**TASK DIRECTIONS:**
Provide the data again in its entirety, exactly as given.

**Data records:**
◇ ◇ ◇

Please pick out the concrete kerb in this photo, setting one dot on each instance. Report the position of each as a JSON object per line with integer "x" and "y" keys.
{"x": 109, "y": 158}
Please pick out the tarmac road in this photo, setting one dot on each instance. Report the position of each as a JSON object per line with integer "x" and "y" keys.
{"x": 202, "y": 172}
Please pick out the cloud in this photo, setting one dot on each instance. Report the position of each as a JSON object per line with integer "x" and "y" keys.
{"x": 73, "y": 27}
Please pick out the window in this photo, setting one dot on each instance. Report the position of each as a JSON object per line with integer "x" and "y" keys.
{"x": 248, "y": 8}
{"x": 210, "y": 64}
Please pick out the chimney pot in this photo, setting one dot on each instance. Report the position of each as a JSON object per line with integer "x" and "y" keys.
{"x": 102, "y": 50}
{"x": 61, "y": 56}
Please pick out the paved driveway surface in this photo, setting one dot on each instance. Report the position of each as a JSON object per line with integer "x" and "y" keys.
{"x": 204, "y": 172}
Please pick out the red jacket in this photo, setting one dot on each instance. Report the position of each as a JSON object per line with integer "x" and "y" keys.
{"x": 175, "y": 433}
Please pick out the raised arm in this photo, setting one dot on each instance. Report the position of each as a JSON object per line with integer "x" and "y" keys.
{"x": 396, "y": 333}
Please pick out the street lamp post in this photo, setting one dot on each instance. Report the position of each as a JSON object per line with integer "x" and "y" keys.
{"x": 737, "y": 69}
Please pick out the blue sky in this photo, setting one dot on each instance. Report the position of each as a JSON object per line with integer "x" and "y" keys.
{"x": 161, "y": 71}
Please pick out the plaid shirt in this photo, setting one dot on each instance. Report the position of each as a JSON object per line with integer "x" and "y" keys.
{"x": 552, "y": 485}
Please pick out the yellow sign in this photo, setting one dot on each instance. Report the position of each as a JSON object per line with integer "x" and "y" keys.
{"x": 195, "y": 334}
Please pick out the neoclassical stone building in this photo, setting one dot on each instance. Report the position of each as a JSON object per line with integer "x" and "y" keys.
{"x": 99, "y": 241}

◇ ◇ ◇

**FINAL RESULT:**
Please pick out the concrete kerb in this photo, setting one dot on each instance. Report the position of each as a JSON object per line with integer "x" and "y" keys.
{"x": 109, "y": 158}
Please pick out the tarmac road in this photo, setting one dot on each instance. Report the position of each as a JSON object per line with integer "x" and "y" keys.
{"x": 202, "y": 172}
Please pick out the cloud in this photo, setting one dot on each instance. Report the position of each as a JSON object per line with integer "x" and "y" keys.
{"x": 73, "y": 27}
Please pick out the window in this photo, setting one dot on each instance. Report the position of each as a JSON object per line with integer "x" and "y" keys.
{"x": 248, "y": 8}
{"x": 210, "y": 64}
Please pick out the chimney pot in this photo, setting one dot on each instance. Report the position of each as a JSON object per line with integer "x" and "y" keys.
{"x": 102, "y": 50}
{"x": 61, "y": 56}
Please pick out the paved driveway surface in this photo, setting one dot on each instance. Report the position of each as a JSON object per line with integer "x" and "y" keys.
{"x": 204, "y": 172}
Please pick out the red jacket in this photo, setting one dot on each instance. Report the position of each as a JSON object per line with integer "x" and "y" keys.
{"x": 175, "y": 433}
Please pick out the raised arm in this photo, setting one dot on each instance. Report the position of each as a JSON object per line with integer "x" and "y" keys.
{"x": 396, "y": 333}
Please pick out the street lamp post in this photo, setting one dot on each instance. Report the position of each as a JSON object per line with integer "x" and "y" keys.
{"x": 737, "y": 69}
Please pick out the blue sky in this photo, setting one dot on each instance. Report the position of each as a JSON object per line with integer "x" and "y" keys.
{"x": 161, "y": 71}
Please pick out the plaid shirt in this photo, setting one dot on each instance. Report the position of each as a JSON object per line with integer "x" and "y" keys.
{"x": 552, "y": 485}
Please pick out the yellow sign in this photo, setting one dot on each instance. Report the position of each as a JSON object per line with integer "x" and "y" keys.
{"x": 195, "y": 334}
Please pick out the neoclassical stone building in this photo, setting one dot on each instance. Report the position of each as a JSON object per line with integer "x" and "y" keys.
{"x": 99, "y": 241}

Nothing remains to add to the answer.